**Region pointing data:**

☆ ☆ ☆ ☆ ☆

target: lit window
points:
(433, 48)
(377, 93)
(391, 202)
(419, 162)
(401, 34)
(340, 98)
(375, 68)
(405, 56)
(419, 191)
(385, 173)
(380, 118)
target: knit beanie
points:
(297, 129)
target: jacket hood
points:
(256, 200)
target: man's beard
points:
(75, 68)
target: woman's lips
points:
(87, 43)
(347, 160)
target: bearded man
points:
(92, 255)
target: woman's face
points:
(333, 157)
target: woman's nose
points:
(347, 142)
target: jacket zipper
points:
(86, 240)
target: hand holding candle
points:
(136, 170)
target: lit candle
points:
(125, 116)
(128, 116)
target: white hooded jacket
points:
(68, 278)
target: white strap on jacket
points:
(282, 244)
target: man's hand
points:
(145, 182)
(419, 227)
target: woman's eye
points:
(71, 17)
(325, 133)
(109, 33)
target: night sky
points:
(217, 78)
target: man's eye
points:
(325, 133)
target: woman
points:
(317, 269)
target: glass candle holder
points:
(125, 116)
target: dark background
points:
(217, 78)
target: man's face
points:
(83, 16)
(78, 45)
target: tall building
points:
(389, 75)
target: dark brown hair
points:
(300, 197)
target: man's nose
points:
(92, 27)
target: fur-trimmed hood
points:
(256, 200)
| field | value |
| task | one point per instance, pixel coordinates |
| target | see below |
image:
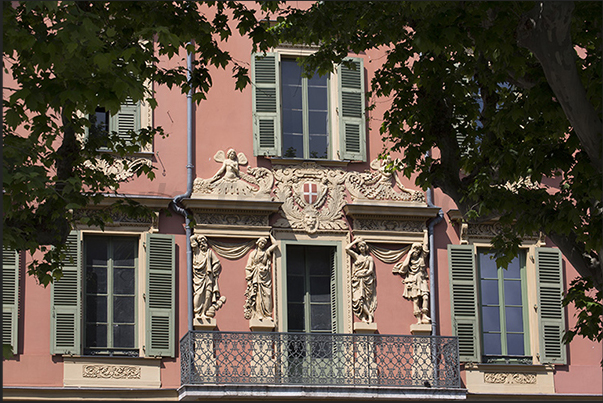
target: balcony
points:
(346, 366)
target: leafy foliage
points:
(484, 100)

☆ ☆ ☆ ☆ ☆

**Task description:** The records above should be repeated exactly, with every picture omitted.

**Reply to the exercise:**
target: lit window
points:
(433, 48)
(377, 93)
(391, 202)
(419, 162)
(401, 34)
(340, 98)
(375, 68)
(405, 56)
(419, 191)
(385, 173)
(380, 118)
target: knit beanie
points:
(297, 129)
target: jacket hood
points:
(256, 200)
target: man's beard
points:
(75, 68)
target: woman's lips
points:
(87, 43)
(347, 160)
target: bearded man
points:
(92, 255)
target: woman's face
points:
(333, 157)
target: woman's nose
points:
(347, 142)
target: jacket zipper
points:
(86, 240)
target: hand holding candle
points:
(136, 170)
target: lit candle
points:
(125, 116)
(128, 116)
target: white hooded jacket
points:
(68, 278)
target: white strap on jacket
points:
(282, 244)
target: man's hand
points:
(145, 182)
(419, 227)
target: woman's eye
points:
(71, 17)
(325, 133)
(109, 33)
target: night sky
points:
(217, 78)
target: man's eye
points:
(325, 133)
target: woman
points:
(317, 269)
target: glass candle holder
points:
(125, 116)
target: dark background
points:
(217, 78)
target: man's face
points:
(83, 16)
(78, 45)
target: tall building
points:
(389, 75)
target: dark brown hair
points:
(300, 197)
target: man's nose
points:
(92, 27)
target: fur-trimmed hood
points:
(256, 200)
| field | value |
| task | one point per instance, pixel coordinates |
| target | see below |
image:
target: balcony
points:
(346, 366)
target: leafy foliage
points:
(484, 100)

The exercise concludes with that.